> What you are asked to do: According to the text on Carmel's Forge in the Forest, how much did builder Hugh W. Comstock's 1940 remodel of the Forge cost?

*** Text segment Section Begins ***

Catlin built the original Forge in the Forest home at 6th Avenue and Junipero Street with a small blacksmith shop in the garage in 1926. He became a blacksmith at the forge, which he called Forge in the Forest. Catlin made his wrought iron designs at the forge. Catlin was friends with artist and blacksmith Francis Whitaker that operated the Forge from 1940 to 1963. Artist Paul Whitman was friends with Whitaker and did a watercolor of him at the forge in his Carmel workshop in 1935.

The Forge was moved to its present location on the corner of 5th Avenue and Junipero Street, when builder Hugh W. Comstock remodeled the Forge in 1940 at a cost of $1,200. Whitaker made the wrought hardware for many of the historic buildings in Carmel. He also served on the Carmel City Council for 13 years. When Whitaker left Carmel in the mid-1960s, the Forge became an artist's studio.

The Forge was converted to a restaurant and saloon in the fall of 1970, called Forge in the Forest. Photographs of Whitaker and the original Forge building are on display inside the current Forge restaurant.

===Blacksmith mayor of Carmel===
Catlin was a candidate for city councilman in 1928 and 1930. He became mayor of Carmel from 1932-1934 and succeeded poet mayor Herbert Heron.

His election as mayor was during the Great Depression and the Prohibition. Catlin was successful to overturn a law enforced by the Carmel Development Company that profited alcohol consumption for property owners. He served on Carmel's city council in 1934.

==Death==
Catlin died on July 9, 1951, at age 81, in Carmel-by-the-Sea after a brief illness. Funeral services were private at the Dorney and Farlinger mortuary in Monterey.

*** Text segment Section Ends ***
*** Given information Section Begins ***

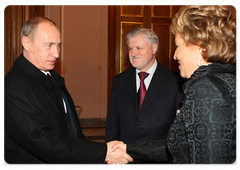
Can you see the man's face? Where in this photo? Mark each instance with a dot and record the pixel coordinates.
(141, 54)
(44, 47)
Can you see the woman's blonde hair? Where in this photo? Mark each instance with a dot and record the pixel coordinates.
(211, 27)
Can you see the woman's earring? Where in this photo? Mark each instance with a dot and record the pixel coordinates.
(199, 62)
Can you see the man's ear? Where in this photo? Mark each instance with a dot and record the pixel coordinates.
(25, 42)
(154, 48)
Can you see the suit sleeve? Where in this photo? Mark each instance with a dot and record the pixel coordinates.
(113, 124)
(149, 151)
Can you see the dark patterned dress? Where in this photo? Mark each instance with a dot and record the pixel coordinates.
(205, 128)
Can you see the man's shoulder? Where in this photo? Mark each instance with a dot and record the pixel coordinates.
(126, 73)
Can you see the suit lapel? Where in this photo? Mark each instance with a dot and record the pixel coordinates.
(153, 90)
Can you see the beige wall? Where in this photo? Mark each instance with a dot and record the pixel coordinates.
(84, 53)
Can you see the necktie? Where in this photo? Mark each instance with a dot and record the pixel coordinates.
(49, 76)
(142, 89)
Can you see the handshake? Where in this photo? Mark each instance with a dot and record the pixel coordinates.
(117, 153)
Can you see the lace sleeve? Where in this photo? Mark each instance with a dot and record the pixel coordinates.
(148, 151)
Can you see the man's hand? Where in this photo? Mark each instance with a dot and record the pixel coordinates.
(116, 153)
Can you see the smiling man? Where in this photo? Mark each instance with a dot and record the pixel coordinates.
(40, 123)
(132, 118)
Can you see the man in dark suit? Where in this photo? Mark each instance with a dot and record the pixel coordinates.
(129, 122)
(40, 124)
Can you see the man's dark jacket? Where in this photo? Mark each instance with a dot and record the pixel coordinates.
(163, 98)
(34, 123)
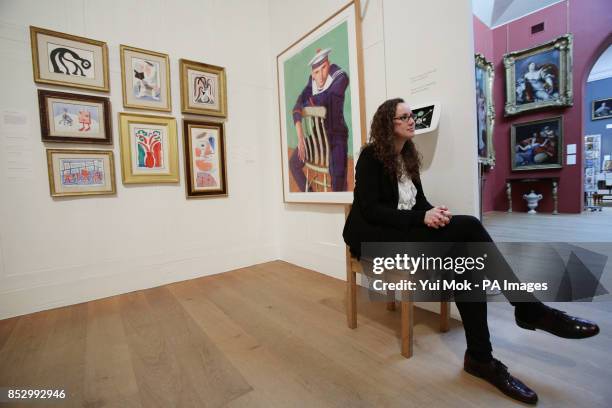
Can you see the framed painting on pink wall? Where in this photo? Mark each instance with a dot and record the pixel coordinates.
(539, 77)
(149, 151)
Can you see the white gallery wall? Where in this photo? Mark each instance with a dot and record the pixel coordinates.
(56, 252)
(414, 51)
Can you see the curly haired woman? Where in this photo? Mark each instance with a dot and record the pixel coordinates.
(390, 206)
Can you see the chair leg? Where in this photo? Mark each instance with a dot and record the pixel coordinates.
(391, 303)
(444, 316)
(351, 297)
(407, 323)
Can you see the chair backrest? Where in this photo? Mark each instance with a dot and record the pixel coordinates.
(315, 137)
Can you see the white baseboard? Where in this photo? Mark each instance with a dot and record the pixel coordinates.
(46, 296)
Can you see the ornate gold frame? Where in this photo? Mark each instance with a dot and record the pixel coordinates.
(487, 67)
(50, 172)
(126, 104)
(188, 124)
(34, 31)
(558, 165)
(125, 119)
(566, 96)
(356, 4)
(184, 65)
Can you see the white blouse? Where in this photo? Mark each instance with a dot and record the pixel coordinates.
(407, 193)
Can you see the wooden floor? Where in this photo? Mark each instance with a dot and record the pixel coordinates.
(275, 335)
(520, 226)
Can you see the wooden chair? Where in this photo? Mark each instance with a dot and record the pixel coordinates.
(316, 159)
(353, 267)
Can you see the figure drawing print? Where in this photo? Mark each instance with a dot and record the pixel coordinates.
(76, 118)
(82, 172)
(70, 61)
(146, 83)
(149, 144)
(205, 155)
(204, 89)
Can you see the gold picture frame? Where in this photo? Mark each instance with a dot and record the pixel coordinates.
(485, 110)
(80, 172)
(205, 159)
(539, 77)
(340, 37)
(86, 66)
(146, 82)
(203, 89)
(149, 149)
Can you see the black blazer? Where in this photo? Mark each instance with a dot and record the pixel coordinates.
(374, 210)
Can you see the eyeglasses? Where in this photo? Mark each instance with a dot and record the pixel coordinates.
(404, 118)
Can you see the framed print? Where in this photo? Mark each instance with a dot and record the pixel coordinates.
(485, 110)
(80, 172)
(145, 79)
(68, 60)
(74, 118)
(321, 110)
(539, 77)
(426, 117)
(537, 145)
(203, 89)
(602, 109)
(149, 152)
(204, 144)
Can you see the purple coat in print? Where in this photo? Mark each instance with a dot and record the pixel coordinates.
(332, 98)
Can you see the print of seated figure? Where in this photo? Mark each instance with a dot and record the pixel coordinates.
(84, 120)
(66, 120)
(204, 160)
(203, 90)
(146, 81)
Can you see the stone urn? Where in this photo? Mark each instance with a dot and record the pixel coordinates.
(532, 201)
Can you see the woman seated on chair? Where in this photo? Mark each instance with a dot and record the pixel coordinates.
(390, 206)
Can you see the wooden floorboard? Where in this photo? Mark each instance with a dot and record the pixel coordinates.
(275, 335)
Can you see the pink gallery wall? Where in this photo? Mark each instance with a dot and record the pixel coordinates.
(590, 22)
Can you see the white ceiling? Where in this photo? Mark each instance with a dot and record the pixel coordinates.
(497, 12)
(603, 66)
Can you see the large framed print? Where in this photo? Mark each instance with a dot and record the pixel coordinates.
(80, 172)
(539, 77)
(485, 110)
(145, 79)
(205, 173)
(149, 149)
(601, 109)
(74, 118)
(321, 110)
(68, 60)
(537, 145)
(203, 88)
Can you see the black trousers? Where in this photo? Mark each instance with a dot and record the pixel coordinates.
(465, 228)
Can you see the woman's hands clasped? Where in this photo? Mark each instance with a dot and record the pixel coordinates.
(437, 217)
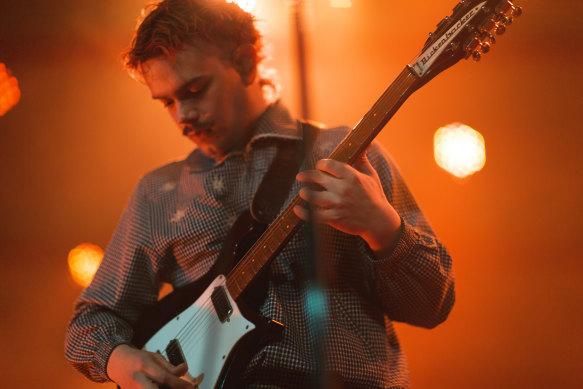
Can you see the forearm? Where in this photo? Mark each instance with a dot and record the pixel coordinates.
(93, 334)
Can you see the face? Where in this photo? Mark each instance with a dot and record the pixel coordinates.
(205, 96)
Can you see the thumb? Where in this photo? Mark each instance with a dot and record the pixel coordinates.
(362, 164)
(179, 370)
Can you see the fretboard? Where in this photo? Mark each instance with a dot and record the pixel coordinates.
(287, 223)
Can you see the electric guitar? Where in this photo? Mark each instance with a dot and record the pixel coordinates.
(213, 332)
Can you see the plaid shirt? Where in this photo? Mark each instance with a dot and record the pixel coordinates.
(172, 231)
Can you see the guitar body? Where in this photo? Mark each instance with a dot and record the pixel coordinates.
(215, 335)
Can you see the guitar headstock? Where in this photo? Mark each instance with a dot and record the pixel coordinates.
(469, 32)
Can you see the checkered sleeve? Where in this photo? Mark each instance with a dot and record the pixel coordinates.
(415, 284)
(124, 285)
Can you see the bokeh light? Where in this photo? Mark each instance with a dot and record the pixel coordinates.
(9, 91)
(83, 262)
(459, 149)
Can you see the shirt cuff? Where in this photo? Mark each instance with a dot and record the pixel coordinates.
(104, 352)
(408, 238)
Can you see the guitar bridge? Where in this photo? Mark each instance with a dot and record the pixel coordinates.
(221, 303)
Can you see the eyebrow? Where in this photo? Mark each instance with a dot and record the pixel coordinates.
(184, 87)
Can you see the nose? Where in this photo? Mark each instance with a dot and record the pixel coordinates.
(187, 113)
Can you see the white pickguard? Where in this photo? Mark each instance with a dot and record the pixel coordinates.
(205, 341)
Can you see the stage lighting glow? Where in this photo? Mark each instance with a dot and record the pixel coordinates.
(459, 149)
(83, 262)
(9, 91)
(340, 3)
(246, 5)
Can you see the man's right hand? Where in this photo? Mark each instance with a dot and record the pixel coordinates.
(132, 368)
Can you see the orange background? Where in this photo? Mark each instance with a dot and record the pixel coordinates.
(83, 133)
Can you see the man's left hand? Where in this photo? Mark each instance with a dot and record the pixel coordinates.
(351, 199)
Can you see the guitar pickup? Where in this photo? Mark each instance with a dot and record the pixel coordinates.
(174, 353)
(221, 303)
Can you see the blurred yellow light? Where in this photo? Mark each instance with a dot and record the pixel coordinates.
(340, 3)
(459, 149)
(83, 262)
(246, 5)
(9, 91)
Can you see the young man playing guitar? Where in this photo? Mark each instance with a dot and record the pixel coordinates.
(200, 59)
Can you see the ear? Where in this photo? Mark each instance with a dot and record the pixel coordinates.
(245, 62)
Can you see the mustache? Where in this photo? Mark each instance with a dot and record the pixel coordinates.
(196, 128)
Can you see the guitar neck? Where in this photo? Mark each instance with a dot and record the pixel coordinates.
(287, 223)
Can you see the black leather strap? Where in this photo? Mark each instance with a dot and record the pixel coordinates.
(279, 178)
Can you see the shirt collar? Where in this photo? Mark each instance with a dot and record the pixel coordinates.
(275, 122)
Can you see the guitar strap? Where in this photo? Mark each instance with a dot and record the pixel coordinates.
(278, 180)
(272, 193)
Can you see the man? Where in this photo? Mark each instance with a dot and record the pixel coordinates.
(200, 59)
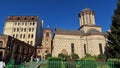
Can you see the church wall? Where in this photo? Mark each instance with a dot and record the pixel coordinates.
(61, 42)
(92, 42)
(86, 28)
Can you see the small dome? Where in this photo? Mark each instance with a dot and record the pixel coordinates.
(86, 9)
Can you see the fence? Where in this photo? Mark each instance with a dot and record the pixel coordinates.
(78, 64)
(17, 66)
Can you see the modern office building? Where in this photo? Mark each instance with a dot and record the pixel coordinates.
(24, 28)
(11, 48)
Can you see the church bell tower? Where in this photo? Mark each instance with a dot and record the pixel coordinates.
(86, 17)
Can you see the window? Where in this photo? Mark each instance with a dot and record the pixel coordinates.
(100, 48)
(1, 43)
(84, 48)
(72, 48)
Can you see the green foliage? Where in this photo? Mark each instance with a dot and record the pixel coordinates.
(70, 64)
(75, 56)
(89, 57)
(116, 62)
(63, 56)
(113, 50)
(103, 66)
(54, 62)
(88, 64)
(101, 56)
(48, 56)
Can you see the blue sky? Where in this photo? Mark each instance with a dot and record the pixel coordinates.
(59, 13)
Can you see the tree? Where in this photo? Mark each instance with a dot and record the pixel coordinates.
(75, 56)
(114, 35)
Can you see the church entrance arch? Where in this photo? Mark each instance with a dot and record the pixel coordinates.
(1, 54)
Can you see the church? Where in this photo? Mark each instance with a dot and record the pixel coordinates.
(88, 39)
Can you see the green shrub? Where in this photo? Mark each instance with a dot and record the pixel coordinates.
(54, 62)
(101, 56)
(103, 66)
(88, 64)
(89, 57)
(75, 56)
(116, 62)
(63, 56)
(70, 64)
(48, 56)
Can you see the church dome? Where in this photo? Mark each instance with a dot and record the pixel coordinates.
(86, 9)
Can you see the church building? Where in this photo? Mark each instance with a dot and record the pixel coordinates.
(88, 39)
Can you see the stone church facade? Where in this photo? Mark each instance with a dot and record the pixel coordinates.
(88, 39)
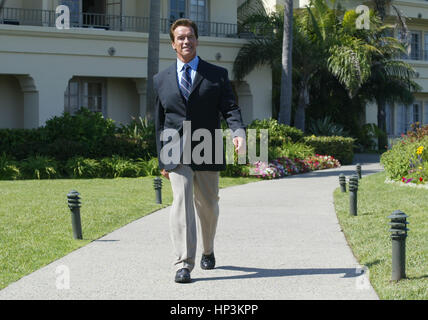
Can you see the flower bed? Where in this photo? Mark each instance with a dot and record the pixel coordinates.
(407, 160)
(283, 166)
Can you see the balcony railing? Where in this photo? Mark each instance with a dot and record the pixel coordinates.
(47, 18)
(421, 55)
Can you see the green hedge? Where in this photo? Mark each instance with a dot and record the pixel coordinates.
(86, 134)
(41, 167)
(340, 148)
(403, 161)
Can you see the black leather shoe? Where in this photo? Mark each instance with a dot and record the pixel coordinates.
(208, 261)
(183, 276)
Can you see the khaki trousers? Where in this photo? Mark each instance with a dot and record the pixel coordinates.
(193, 189)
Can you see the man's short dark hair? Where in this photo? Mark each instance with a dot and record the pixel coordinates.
(183, 22)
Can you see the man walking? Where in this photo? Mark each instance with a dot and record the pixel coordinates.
(196, 91)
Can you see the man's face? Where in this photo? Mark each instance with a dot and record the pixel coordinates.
(185, 43)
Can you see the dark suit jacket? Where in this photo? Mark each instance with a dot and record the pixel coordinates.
(211, 96)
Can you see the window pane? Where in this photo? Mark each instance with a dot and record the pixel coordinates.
(426, 46)
(415, 46)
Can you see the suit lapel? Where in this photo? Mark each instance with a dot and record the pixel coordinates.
(198, 76)
(172, 80)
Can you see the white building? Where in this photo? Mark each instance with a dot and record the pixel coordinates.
(101, 61)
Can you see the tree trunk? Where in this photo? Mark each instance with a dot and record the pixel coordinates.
(381, 123)
(153, 56)
(300, 117)
(286, 78)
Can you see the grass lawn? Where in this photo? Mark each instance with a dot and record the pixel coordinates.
(35, 221)
(369, 237)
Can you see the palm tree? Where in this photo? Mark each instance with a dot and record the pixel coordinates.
(286, 77)
(153, 55)
(388, 79)
(2, 3)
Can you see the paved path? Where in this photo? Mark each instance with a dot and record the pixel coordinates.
(276, 239)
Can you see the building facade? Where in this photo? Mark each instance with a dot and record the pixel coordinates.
(101, 61)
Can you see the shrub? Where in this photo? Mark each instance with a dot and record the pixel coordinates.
(79, 167)
(278, 133)
(417, 132)
(320, 162)
(291, 150)
(148, 168)
(116, 167)
(85, 133)
(326, 127)
(235, 170)
(406, 159)
(39, 167)
(340, 148)
(141, 133)
(8, 168)
(21, 143)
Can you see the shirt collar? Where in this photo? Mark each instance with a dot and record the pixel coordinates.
(193, 64)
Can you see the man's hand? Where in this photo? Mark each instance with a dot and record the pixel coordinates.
(165, 174)
(239, 144)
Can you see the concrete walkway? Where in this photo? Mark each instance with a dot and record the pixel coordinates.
(276, 239)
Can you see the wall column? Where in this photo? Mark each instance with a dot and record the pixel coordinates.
(245, 102)
(31, 102)
(141, 85)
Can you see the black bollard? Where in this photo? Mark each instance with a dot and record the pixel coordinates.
(358, 169)
(157, 184)
(353, 190)
(398, 235)
(342, 182)
(74, 204)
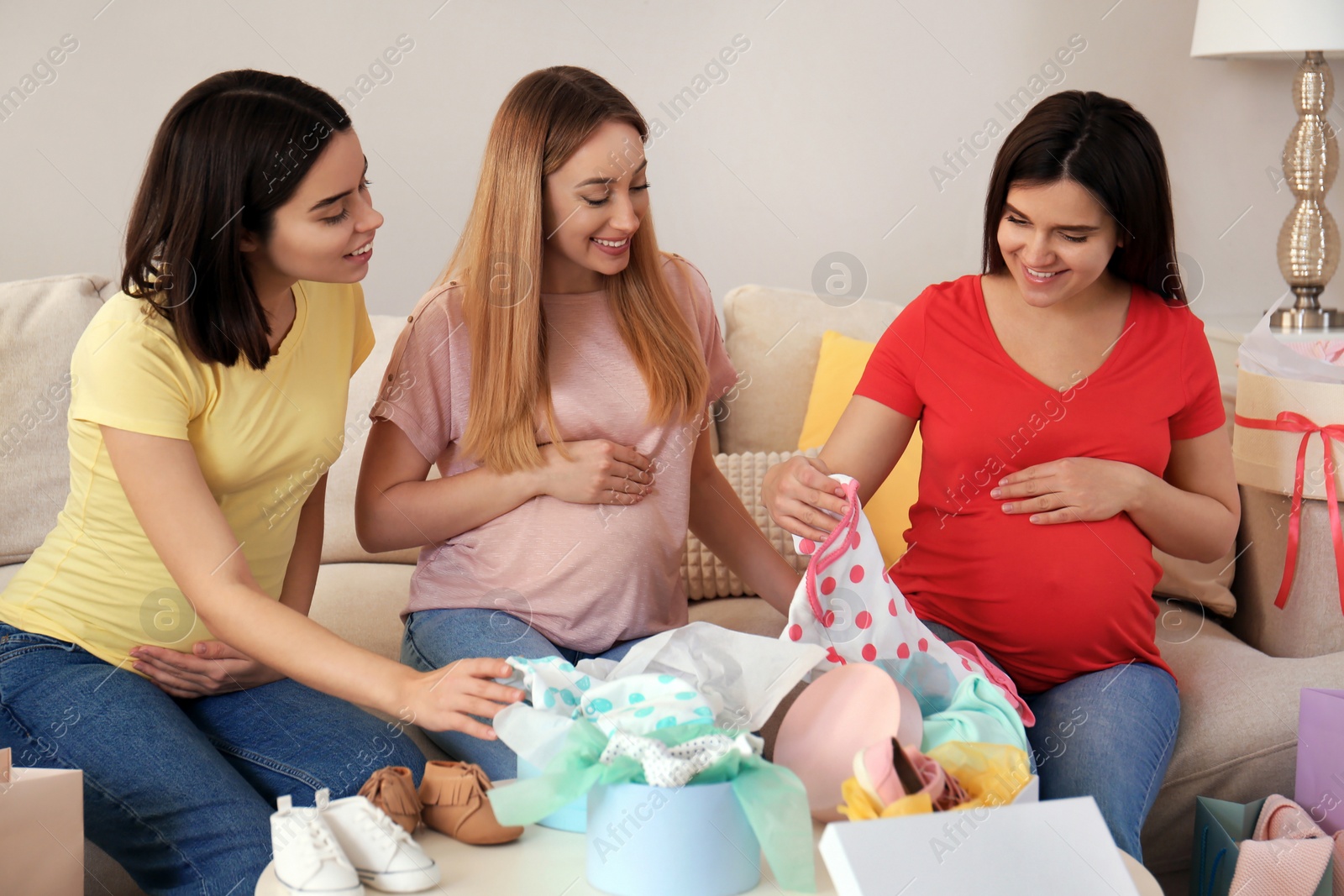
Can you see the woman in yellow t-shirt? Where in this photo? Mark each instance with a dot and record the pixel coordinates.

*** Given information Section Ends ***

> Solution below: $1,200